# ECON 490: Regression Analysis (12)

## Prerequisites 
---
1. Econometric approaches to linear regression taught in ECON 326.
2. Importing data into Stata.
3. Creating new varables using `generate`.

## Learning objectives:
---

1. Impliment the econometric theory for linear regressions learned in ECON 326.
2. Run simple univariate and multivariant regressions using the command `regress`.
3. Understand the interpretation of the coefficients in the linear regression output.
4. Consider the quality of control variables in a proposed model.


## 12.1 A Word of Caution Before We Begin

Before conducting a regression analysis, a great deal of work must go into understanding the data and investigating the theoretical relationships between variables. The biggest mistake that students make at this stage is not how they run the regression analysis, it is failing to spend enough time preparing data for analysis. 
- A variable that is qualitative and not ranked cannot be used in an OLS regression without first creating a dummy variable. Examples of variables that must always be included as dummy variables are sex, race, religiosity, immigration status, and marital status. Examples of variables that are sometimes included as dummy variables are education, income and age. 
- You will want to take a good look to see how your variables are coded before you begin run regressions and interpreting the results. Make sure that missing values are coded a "." and not some value (such as "99"). Also, check that qualitative ranked variables are coded in the way you expect (e.g. higher education is coded with a larger number). If you do not do this you could be misinterpreting your results.


## 12.2 Linear Regression Models 

Understanding how to run a well structured OLS regression and how to interpret the results of that regression are the most important skills for undertaking empirical economic analysis. You have acquired a solid understanding of the theory behind the OLS regression in ECON 326. Here, we will cover the practical side of running regressions and, perhaps more importantly, how to interpret the results. 

An econometric model describes an equation (or set of equations) that impose some structure on how the data was generated. The most natural way to describe statistical information is the mean. Therefore, we typically model the mean of a (dependent) variable and how it can depend on different factors (independent variables or covariates). The easiest way to describe a relationship between a dependent variable, y, and one or more independent variables, x is linearly. 

Suppose we want to know what variables are needed to understand why and how earnings vary between each person in the world. What would be the ingredients needed to predict everyone's earnings?  

Some explanatory variables can be:
- Age 
- Year (e.g. macroeconomic shocks in that particular year)
- Region (local determinants on earnings)
- Labor Market Experience
- Tenure at that particular firm
- Firm where that individual is working
- Level of productivity
- Passion about their job
- etc., etc., there are so many!

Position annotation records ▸
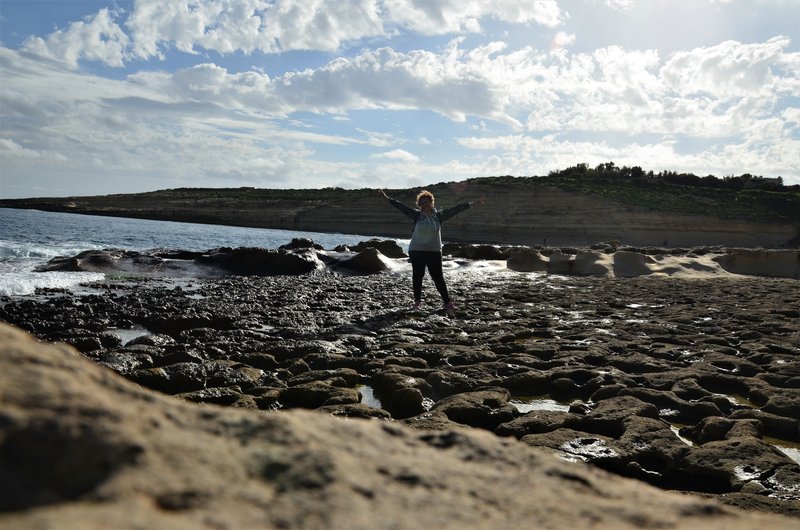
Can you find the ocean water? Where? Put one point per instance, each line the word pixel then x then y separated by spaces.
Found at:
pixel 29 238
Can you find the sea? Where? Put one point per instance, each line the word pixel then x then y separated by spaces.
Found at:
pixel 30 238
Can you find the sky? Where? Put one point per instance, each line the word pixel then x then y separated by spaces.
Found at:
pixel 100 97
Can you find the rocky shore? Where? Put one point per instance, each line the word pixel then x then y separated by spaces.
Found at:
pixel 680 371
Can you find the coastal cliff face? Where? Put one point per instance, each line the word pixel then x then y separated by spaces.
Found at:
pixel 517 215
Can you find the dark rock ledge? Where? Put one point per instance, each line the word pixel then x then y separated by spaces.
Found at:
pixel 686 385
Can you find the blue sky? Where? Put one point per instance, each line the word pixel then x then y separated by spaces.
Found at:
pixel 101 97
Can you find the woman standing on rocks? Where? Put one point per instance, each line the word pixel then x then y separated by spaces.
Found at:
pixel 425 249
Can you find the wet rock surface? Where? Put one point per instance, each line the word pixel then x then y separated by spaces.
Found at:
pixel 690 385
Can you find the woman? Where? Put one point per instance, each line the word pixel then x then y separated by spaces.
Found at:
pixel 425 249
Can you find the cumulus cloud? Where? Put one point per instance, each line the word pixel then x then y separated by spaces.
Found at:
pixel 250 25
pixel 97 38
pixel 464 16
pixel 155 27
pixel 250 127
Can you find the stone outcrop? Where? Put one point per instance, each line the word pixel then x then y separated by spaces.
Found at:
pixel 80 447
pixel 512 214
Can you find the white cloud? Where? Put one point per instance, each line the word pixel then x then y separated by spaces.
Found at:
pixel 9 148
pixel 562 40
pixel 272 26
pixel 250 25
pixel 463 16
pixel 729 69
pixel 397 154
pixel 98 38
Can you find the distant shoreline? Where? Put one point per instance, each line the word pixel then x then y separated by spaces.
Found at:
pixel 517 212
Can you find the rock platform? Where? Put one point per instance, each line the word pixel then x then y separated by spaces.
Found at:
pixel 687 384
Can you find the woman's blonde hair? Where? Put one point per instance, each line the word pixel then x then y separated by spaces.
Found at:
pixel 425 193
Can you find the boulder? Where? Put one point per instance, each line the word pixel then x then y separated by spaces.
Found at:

Directive ▸ How would you render this sentence from the regression analysis page in Spanish: "The most natural way to describe statistical information is the mean." These records stand apart from the text as separate material.

Reply to the task ▸ La forma más natural de describir la información estadística es la media.